» **Aim of the task**: Pick out and copy every line in the records that contains the word "plant". Case counts.

» **Data supplied**:
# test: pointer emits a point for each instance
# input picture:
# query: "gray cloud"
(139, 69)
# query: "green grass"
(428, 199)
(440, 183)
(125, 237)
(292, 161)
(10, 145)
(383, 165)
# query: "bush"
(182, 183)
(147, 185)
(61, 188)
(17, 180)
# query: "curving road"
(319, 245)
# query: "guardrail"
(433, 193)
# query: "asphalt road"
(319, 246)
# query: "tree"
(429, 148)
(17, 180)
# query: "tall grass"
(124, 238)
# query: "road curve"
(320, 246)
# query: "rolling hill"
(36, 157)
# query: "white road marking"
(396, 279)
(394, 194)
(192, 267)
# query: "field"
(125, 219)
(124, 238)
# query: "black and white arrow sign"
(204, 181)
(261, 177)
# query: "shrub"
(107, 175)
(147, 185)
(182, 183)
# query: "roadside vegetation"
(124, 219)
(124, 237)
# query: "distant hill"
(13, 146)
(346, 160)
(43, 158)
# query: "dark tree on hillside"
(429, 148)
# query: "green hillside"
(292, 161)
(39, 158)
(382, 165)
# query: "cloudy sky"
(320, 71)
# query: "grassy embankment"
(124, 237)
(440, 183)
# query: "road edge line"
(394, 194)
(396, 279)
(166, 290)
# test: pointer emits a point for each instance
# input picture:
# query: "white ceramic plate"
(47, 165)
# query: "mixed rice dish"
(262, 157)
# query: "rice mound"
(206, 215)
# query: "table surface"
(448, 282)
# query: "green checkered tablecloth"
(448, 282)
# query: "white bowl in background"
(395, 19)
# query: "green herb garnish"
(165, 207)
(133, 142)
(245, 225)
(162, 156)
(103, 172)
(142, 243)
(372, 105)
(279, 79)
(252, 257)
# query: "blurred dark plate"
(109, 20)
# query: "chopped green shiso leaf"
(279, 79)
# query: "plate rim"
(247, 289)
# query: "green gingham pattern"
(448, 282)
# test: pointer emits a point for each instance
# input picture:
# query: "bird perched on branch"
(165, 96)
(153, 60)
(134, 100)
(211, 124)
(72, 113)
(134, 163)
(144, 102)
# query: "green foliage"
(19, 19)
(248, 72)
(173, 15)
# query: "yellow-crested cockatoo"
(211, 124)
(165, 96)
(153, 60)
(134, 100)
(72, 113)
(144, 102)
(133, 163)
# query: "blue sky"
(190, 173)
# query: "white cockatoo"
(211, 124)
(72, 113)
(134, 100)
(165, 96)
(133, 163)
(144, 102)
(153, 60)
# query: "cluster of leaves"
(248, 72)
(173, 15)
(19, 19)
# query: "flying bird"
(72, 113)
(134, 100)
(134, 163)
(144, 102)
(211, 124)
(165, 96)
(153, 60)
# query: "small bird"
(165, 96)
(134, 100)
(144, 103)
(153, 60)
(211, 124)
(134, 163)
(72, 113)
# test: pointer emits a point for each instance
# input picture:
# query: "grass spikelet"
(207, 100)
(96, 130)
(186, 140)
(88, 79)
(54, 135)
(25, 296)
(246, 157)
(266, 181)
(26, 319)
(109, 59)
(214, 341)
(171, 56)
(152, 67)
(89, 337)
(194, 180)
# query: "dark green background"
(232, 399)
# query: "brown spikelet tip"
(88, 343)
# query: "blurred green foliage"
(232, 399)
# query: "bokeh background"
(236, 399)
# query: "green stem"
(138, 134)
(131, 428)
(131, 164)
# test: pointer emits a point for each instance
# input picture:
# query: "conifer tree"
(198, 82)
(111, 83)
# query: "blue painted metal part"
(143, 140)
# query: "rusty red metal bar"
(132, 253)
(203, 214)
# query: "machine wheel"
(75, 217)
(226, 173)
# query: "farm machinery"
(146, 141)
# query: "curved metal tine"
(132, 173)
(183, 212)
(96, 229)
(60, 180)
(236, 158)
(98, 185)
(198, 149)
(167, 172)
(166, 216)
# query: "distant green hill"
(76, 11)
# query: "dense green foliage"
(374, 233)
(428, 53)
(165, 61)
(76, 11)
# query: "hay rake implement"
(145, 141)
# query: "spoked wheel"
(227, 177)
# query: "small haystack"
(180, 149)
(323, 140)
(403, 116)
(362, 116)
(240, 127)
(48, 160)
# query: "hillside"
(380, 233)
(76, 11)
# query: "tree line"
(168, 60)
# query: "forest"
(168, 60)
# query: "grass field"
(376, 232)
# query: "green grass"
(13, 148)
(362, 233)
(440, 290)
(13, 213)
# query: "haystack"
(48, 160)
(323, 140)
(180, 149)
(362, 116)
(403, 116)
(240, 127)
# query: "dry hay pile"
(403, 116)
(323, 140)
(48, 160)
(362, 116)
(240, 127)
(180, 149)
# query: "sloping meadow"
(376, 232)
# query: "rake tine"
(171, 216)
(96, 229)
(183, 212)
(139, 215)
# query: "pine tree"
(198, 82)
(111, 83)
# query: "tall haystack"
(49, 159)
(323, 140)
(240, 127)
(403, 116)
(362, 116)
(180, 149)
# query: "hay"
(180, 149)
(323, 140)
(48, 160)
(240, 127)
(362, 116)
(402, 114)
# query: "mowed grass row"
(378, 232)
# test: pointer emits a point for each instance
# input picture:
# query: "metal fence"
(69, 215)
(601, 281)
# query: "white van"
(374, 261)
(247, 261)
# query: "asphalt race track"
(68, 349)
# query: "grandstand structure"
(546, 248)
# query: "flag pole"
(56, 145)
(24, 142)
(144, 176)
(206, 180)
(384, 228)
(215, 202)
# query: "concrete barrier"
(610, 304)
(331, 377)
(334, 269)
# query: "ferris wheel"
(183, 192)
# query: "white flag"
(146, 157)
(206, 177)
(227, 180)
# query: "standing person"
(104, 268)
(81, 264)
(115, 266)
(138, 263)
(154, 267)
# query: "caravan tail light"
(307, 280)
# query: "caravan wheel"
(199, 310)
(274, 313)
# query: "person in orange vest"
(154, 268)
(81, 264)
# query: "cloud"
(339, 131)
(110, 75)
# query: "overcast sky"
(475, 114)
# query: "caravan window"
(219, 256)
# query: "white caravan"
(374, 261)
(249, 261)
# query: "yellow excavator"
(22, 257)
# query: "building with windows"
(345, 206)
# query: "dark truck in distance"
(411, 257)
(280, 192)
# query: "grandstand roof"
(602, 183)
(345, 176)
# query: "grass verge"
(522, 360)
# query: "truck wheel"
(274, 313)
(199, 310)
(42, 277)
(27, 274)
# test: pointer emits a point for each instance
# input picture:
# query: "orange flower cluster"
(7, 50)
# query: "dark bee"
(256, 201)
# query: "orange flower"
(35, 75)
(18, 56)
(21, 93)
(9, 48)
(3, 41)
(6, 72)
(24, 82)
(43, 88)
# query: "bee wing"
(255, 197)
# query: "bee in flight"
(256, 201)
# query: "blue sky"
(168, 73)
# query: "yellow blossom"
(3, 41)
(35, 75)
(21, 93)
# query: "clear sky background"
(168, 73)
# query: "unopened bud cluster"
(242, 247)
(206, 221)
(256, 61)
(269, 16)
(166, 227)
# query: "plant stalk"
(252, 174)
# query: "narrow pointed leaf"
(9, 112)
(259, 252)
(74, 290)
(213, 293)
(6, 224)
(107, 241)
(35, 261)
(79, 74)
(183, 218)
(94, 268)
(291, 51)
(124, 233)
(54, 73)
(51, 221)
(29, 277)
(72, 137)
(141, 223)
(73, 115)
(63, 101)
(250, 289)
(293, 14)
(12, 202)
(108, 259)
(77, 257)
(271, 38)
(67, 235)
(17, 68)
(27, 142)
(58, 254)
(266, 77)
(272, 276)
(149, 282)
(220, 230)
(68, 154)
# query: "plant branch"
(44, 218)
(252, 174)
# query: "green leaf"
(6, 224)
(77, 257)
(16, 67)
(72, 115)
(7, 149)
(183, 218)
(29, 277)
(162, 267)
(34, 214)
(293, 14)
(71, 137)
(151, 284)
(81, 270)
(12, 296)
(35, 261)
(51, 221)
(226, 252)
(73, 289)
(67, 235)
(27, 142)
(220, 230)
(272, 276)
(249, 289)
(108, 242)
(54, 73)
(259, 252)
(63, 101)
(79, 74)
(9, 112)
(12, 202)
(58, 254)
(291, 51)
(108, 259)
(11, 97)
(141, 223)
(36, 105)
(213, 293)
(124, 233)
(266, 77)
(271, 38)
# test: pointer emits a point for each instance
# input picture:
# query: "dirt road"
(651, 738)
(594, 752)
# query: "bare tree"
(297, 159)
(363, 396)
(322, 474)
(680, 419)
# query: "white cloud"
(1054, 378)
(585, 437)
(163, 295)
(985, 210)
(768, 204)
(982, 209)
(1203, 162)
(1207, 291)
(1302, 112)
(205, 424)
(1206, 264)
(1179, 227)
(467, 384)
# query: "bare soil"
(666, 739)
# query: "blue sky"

» **Problem solution**:
# query: "plant stalk"
# query: "plant branch"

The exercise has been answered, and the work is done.